> _SET TASK 1_: In the overheating thread below, why did the car in the 07-18-2008 post run hot on the road even though it stayed cool at idle?

|08-12-2008 07:24 AM|
Thoughts that came to my mind on this were:
Waterpump rotation? Is the pully set up different than stock? Water pump maybe a reverse rotation version? Cooling system bleed to remove air?
I am running a SBC in a 54 Chevy truck with a 3 row desert cooler radiator on which I have installed a Ford Taurus 2 speed shrouded e-fan that is controlled by a Derale adjustable temp controller with integrated relay and fuse. I do not have AC on the truck yet but this set up keeps the temp at 180 in Houston traffic. The high speed on the fan will be wired to the AC compressor. Hope you solve the problem.
|07-18-2008 11:01 AM|
My car was doing a similar thing after i changed the motor (SBC .030 over) out to a freshly rebuilt one that was nearly identical to the one i took out. It ended up being that my air/fuel mix screws wern't backed out enough making the car run lean when driving. At idle in the driveway it would run 180-185 all day long with the fan cycling, take it out on the road and just drive it, not getting on it really and it would be up to around 220. I backed the screws out another half turn and it seems to run good around 190-195 now.
|07-09-2008 07:30 AM|
Bruce, I'm having the same problem with my mustang I just put on the road after a 2 year build.
I just intently read every reply to this post and got a lot of good ideas.
I'm seriously thinking I have a sludged up block, even though it's been flushed mutilple times till it ran clear. I just put a new 3 core radiator in last night and it still gets hot on the highway. This morning I popped the radiator cap and and I can see a very fine silt sitting inside the new radiator.

> _SET TASK 2_: Copy the lines of the records from the line with "Target: rusty metal plate" through the end of the records, both ends included.

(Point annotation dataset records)
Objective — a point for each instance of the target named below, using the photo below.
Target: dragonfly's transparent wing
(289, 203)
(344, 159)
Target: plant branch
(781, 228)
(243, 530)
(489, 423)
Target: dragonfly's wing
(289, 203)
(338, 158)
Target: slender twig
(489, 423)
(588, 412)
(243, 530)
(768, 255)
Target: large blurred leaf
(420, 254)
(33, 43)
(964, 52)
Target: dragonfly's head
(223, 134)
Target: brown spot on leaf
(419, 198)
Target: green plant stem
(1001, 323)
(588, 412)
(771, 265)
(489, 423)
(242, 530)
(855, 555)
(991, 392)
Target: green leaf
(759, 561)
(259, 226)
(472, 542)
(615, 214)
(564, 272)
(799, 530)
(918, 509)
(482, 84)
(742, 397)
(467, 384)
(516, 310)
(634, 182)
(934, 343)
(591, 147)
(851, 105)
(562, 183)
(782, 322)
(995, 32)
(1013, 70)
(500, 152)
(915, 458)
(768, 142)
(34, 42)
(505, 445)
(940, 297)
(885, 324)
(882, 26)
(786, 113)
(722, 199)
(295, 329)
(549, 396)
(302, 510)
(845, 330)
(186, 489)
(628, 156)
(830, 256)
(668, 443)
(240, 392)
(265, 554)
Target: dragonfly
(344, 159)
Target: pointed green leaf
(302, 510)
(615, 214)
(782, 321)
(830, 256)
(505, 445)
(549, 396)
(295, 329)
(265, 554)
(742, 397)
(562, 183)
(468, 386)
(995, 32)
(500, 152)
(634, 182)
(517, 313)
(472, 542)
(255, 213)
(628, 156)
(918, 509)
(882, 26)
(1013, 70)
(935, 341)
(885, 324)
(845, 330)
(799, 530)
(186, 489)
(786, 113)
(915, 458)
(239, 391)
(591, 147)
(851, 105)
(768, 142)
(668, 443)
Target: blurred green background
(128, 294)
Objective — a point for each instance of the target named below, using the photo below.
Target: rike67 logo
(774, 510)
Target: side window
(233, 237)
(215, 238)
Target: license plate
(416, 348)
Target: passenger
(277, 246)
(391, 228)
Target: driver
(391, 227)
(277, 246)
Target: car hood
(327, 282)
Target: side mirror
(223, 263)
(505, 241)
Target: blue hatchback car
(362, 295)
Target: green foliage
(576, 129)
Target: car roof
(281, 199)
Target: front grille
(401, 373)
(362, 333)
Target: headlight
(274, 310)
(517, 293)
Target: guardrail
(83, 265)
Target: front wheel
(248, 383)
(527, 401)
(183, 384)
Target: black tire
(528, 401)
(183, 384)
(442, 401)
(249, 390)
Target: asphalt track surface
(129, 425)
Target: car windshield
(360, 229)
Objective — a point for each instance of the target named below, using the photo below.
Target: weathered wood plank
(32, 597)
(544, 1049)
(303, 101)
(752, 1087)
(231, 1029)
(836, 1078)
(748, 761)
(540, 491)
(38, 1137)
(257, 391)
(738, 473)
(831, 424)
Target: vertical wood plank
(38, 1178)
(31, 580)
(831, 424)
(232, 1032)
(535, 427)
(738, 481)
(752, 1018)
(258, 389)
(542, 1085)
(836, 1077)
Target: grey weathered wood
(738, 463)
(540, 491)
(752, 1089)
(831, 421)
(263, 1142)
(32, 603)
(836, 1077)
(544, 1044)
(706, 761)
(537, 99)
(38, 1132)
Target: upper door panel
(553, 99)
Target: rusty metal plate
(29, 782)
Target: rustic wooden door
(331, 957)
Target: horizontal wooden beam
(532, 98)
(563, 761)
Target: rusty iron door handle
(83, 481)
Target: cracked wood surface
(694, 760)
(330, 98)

> _EXERCISE RESPONSE 1_: The air/fuel mix screws weren't backed out enough, so the car ran lean while being driven and climbed to around 220. Backing the screws out another half turn brought it to about 190-195.

> _EXERCISE RESPONSE 2_:
Target: rusty metal plate
(29, 782)
Target: rustic wooden door
(331, 957)
Target: horizontal wooden beam
(532, 98)
(563, 761)
Target: rusty iron door handle
(83, 481)
Target: cracked wood surface
(694, 760)
(330, 98)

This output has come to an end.